■ EXERCISE: Reproduce the items below word for word, leaving out the pictures.

■ INFORMATION PROVIDED:
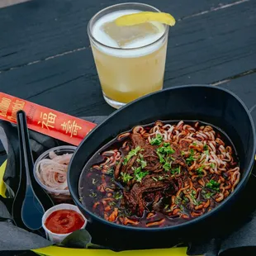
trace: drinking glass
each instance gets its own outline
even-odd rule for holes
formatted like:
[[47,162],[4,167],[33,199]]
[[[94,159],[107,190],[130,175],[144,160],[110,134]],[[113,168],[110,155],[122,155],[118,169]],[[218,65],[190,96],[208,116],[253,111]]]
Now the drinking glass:
[[148,93],[163,88],[168,26],[162,25],[162,33],[149,44],[139,47],[112,47],[104,38],[97,39],[95,24],[114,12],[136,10],[160,12],[138,2],[121,3],[97,12],[90,20],[88,33],[106,102],[115,108]]

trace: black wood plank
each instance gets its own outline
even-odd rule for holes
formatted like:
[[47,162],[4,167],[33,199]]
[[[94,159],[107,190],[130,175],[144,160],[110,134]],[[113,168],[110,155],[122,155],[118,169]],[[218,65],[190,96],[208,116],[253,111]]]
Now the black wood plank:
[[[88,20],[99,10],[124,2],[126,1],[31,0],[0,9],[0,70],[88,47],[86,31]],[[140,2],[181,19],[235,0]]]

■ RESPONSE TO THE TASK:
trace: drinking glass
each instance gets its own outline
even-odd rule for holes
formatted like:
[[47,162],[4,167],[33,199]]
[[[94,159],[107,190],[130,175],[144,160],[110,134]],[[113,168],[110,155],[122,155],[118,169]],[[218,65],[190,96],[208,116],[253,111]]]
Now the drinking glass:
[[148,93],[163,88],[168,26],[162,25],[162,33],[149,44],[139,47],[112,47],[104,38],[97,39],[95,24],[114,12],[136,10],[160,12],[138,2],[121,3],[97,12],[90,20],[88,33],[106,102],[115,108]]

trace: black wood plank
each instance gets its own outline
even-odd rule for holes
formatted like:
[[47,162],[4,167],[33,199]]
[[[94,159],[107,190],[130,175],[144,160],[110,134]],[[113,168],[110,155],[122,155],[118,169]],[[218,65],[190,96],[208,116],[253,111]]]
Now the black wood plank:
[[[88,20],[99,10],[124,2],[126,1],[31,0],[0,9],[0,70],[88,47],[86,31]],[[140,2],[181,19],[235,0]]]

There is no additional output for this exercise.